*Work item*
The records that follow are to be printed exactly, with no images.

*Exercise input*

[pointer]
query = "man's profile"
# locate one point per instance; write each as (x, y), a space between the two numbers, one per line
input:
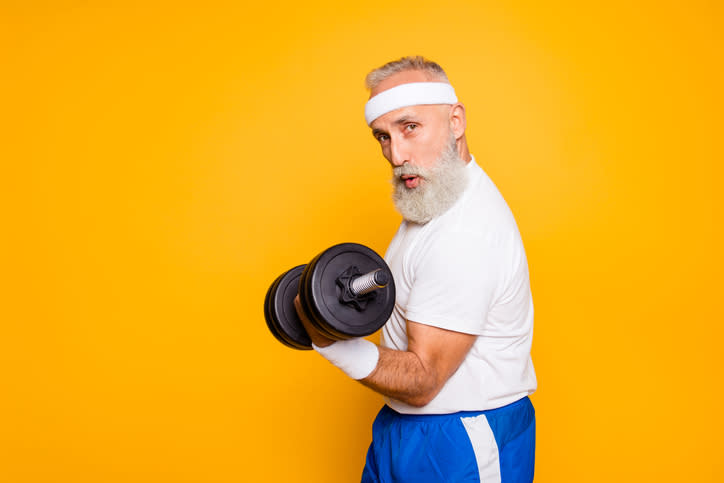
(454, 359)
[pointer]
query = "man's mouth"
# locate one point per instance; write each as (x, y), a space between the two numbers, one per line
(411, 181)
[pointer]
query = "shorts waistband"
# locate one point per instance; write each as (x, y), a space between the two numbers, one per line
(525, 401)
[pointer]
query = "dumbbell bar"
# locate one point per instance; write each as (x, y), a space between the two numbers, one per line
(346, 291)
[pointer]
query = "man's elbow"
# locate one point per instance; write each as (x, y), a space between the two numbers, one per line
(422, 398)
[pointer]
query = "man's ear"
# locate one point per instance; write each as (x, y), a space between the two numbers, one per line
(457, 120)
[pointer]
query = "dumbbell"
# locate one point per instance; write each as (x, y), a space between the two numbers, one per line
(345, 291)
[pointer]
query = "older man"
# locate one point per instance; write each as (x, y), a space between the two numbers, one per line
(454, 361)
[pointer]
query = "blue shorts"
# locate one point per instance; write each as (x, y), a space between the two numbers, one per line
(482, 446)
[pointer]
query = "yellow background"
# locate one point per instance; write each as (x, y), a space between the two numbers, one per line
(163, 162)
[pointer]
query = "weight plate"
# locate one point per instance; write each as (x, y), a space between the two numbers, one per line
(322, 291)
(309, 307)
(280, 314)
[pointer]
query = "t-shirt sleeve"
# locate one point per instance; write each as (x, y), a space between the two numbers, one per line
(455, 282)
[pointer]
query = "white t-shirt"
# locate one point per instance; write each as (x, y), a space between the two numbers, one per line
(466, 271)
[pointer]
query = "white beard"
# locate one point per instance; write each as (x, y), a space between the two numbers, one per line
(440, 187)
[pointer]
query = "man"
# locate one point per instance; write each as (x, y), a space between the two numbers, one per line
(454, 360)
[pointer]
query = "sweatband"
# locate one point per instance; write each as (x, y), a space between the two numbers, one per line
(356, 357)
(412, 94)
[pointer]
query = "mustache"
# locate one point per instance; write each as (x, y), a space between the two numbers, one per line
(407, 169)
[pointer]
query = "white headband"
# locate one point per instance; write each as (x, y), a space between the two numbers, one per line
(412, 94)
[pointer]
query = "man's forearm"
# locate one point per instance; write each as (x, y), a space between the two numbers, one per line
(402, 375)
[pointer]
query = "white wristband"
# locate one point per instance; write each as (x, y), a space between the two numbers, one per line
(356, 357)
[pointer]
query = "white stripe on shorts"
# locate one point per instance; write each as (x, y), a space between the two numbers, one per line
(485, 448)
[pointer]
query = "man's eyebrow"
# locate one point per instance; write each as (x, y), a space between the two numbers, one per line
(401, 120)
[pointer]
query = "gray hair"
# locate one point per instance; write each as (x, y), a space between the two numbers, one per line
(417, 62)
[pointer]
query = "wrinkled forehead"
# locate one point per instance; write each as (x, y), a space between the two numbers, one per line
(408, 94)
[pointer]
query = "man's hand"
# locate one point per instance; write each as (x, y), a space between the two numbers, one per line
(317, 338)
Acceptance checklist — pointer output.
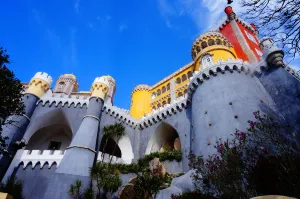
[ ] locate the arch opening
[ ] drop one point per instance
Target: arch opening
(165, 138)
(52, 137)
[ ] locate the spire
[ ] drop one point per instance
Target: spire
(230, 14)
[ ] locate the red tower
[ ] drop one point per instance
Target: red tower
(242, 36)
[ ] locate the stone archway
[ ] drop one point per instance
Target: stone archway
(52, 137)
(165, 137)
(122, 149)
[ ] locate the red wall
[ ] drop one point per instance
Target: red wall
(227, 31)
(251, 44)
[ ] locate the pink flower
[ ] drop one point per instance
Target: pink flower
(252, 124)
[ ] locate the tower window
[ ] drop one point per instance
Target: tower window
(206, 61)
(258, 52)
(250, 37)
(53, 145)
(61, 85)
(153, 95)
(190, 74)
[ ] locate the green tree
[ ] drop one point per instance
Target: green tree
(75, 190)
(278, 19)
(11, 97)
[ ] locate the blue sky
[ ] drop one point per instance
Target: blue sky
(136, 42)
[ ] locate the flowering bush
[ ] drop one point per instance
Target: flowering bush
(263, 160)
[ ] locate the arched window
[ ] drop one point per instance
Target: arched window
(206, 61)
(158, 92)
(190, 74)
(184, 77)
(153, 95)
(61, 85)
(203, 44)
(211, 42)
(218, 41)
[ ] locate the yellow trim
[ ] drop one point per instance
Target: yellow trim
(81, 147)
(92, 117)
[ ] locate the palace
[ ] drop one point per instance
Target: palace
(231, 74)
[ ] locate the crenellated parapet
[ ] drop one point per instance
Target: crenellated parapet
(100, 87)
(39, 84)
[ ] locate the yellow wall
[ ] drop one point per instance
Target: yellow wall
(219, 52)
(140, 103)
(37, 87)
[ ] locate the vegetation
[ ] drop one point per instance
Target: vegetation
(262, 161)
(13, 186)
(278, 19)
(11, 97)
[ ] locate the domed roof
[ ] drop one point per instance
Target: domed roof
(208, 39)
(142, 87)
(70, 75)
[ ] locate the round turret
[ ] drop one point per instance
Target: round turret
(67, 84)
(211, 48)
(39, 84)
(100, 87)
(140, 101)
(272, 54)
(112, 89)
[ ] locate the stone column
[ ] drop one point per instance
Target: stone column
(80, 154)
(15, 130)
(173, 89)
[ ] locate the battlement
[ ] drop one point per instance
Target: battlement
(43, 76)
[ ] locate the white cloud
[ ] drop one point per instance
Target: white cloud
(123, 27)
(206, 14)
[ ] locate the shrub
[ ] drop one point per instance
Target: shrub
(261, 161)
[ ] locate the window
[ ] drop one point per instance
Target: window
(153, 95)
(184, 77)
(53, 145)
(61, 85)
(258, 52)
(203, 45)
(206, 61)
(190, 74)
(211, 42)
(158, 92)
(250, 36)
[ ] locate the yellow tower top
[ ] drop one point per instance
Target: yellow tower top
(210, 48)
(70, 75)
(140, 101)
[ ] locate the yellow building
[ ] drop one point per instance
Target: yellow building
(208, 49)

*Written solution*
[pointer]
query = "man's profile"
# locate one point per instance; write each as (x, y), a space between the two numbers, one per line
input:
(454, 359)
[pointer]
query = "man's mouth"
# locate one point per instance; write each as (x, y), a space between the two numbers, one per line
(411, 181)
[pointer]
query = "shorts waistband"
# locate one point per instance; write each as (x, y), a space between the two numbers, one per line
(525, 401)
[pointer]
query = "dumbbell bar"
# locate one point per instance; write each as (x, y), a space between the two numbers, one per line
(346, 291)
[pointer]
query = "man's elbow"
# locate one point per instance; write each as (x, y), a space between the two numbers, one per line
(422, 398)
[pointer]
query = "man's ear"
# locate one point per instance; write each as (x, y), a space between the two numbers, one per line
(457, 120)
[pointer]
query = "dumbbell"
# locate one point per instance; write each as (x, y), a space between the two numbers, one per line
(345, 291)
[pointer]
query = "older man"
# locate one point per instance; write each as (x, y), a space between the two numbers, one per line
(454, 361)
[pointer]
query = "blue shorts"
# locate one point per instance; write each as (x, y), a space between the two numbers, one per line
(482, 446)
[pointer]
query = "yellow background"
# locate one point per instance; write each as (x, y), a space between the two numbers, one per line
(163, 162)
[pointer]
query = "weight plate"
# locate one point per instance; write each as (x, y), a space between the two numbers, one per line
(322, 291)
(309, 307)
(280, 314)
[pointer]
query = "t-shirt sleeve"
# locate one point per instance; write each as (x, y), a space between the two numbers, one per line
(455, 282)
[pointer]
query = "white t-shirt"
# locate one point per instance; write each as (x, y), a space between the two numbers, one per line
(466, 271)
[pointer]
query = "white beard"
# locate one point per instance; write each as (x, y), a space between the two numbers, one per line
(440, 187)
[pointer]
query = "man"
# locate one point per instance; write each as (x, y), a space between the two numbers, one per line
(454, 360)
[pointer]
query = "sweatband"
# locate one point per instance; write each as (x, y), a space between the two numbers, one per line
(356, 357)
(412, 94)
[pointer]
query = "mustache"
# locate one point per instance; write each as (x, y), a space between the two numbers, one per line
(407, 169)
[pointer]
query = "white headband"
# locate one point per instance; write each as (x, y), a space between the two numbers, one per line
(412, 94)
[pointer]
query = "man's forearm"
# locate one point per instance; write each as (x, y), a space between the two numbers, one per line
(402, 375)
[pointer]
query = "white wristband"
# locate one point per instance; write each as (x, y), a space between the two numbers, one per line
(356, 357)
[pointer]
query = "white stripe on shorts"
# locate one point per instance; write each as (x, y), a space between the two numbers, one per line
(485, 448)
[pointer]
query = "man's eyebrow"
# locate one point per instance; write each as (x, y), a space between the two numbers, one per line
(401, 120)
[pointer]
query = "gray hair"
# locate one point per instance; write each as (x, y), a space between the two numbers, one per line
(417, 62)
[pointer]
query = "wrinkled forehead"
# locate one point per instance; write each as (x, y), a space between the two numbers, one per line
(408, 94)
[pointer]
query = "man's hand"
# locate one point per instance; write each as (x, y), a space between the two numbers, one per line
(317, 338)
Acceptance checklist — pointer output.
[ ] locate the arch opening
[ ] drop one point per instance
Target: arch opening
(165, 138)
(52, 137)
[ ] locate the spire
[ ] drop one point per instance
Target: spire
(230, 14)
[ ] locate the red tower
[ ] drop one point per instance
Target: red tower
(242, 36)
[ ] locate the stone archway
[ ] drop one point per instance
Target: stone archway
(52, 137)
(165, 137)
(122, 149)
[ ] locate the red wall
[ ] drop one point per instance
Target: red wall
(227, 31)
(251, 44)
[ ] locate the pink flower
[ ] drop one point per instance
Target: pink flower
(252, 124)
[ ] locate the tower window
[ ] drop one point per instance
Target: tower window
(206, 61)
(258, 52)
(250, 37)
(53, 145)
(61, 85)
(153, 95)
(190, 74)
[ ] locate the green tree
[ ] drop one point per instance
Target: green tree
(75, 190)
(278, 19)
(11, 97)
[ ] locate the blue sky
[ ] drop one point per instance
Target: blue sky
(136, 42)
[ ] locate the flowering bush
[ ] drop one point per instance
Target: flowering bush
(263, 160)
[ ] locate the arched window
[ ] drop one point per instance
Target: arched window
(206, 61)
(158, 92)
(190, 74)
(184, 77)
(153, 95)
(61, 85)
(203, 44)
(211, 42)
(218, 41)
[ ] locate the yellow trim
[ ] drop one point per instance
Target: yellow trim
(81, 147)
(92, 117)
[ ] locate the palace
[ ] drop one point per instance
Target: palace
(231, 74)
[ ] locate the crenellated parapet
[ ] drop one point per instance
Target: crenellated parapet
(100, 87)
(39, 84)
[ ] locate the yellow wall
[ ] drop one point per instance
Target: yellow wall
(219, 52)
(140, 103)
(37, 87)
[ ] locate the vegetation
[ ] drop one point per instance
Target: vegetation
(262, 161)
(13, 186)
(278, 19)
(11, 97)
[ ] locate the domed roof
[ ] drop one point per instance
Target: domed roof
(208, 39)
(142, 87)
(70, 75)
[ ] locate the round turret
[ ] drop one point per instance
Target: round turret
(67, 84)
(211, 48)
(39, 84)
(100, 87)
(140, 101)
(272, 54)
(112, 89)
[ ] locate the stone column
[ ] drop one point per instance
Target: stone column
(80, 154)
(15, 130)
(173, 89)
[ ] locate the battlement
[ ] drop one point per instance
Target: battlement
(43, 76)
[ ] locate the white cloud
[ ] drop one point per instance
Target: white cloud
(123, 27)
(206, 14)
[ ] locate the shrub
[ ] drop one point per instance
Target: shrub
(261, 161)
[ ] locate the window
[ ] drop one point per instance
Target: window
(153, 95)
(184, 77)
(53, 145)
(61, 85)
(258, 52)
(203, 45)
(206, 61)
(190, 74)
(211, 42)
(158, 92)
(250, 36)
[ ] locate the yellow tower top
[ ] drop one point per instance
Target: yellow tower top
(210, 48)
(70, 75)
(140, 101)
[ ] locate the yellow building
[ ] drop one point per instance
Target: yellow building
(208, 49)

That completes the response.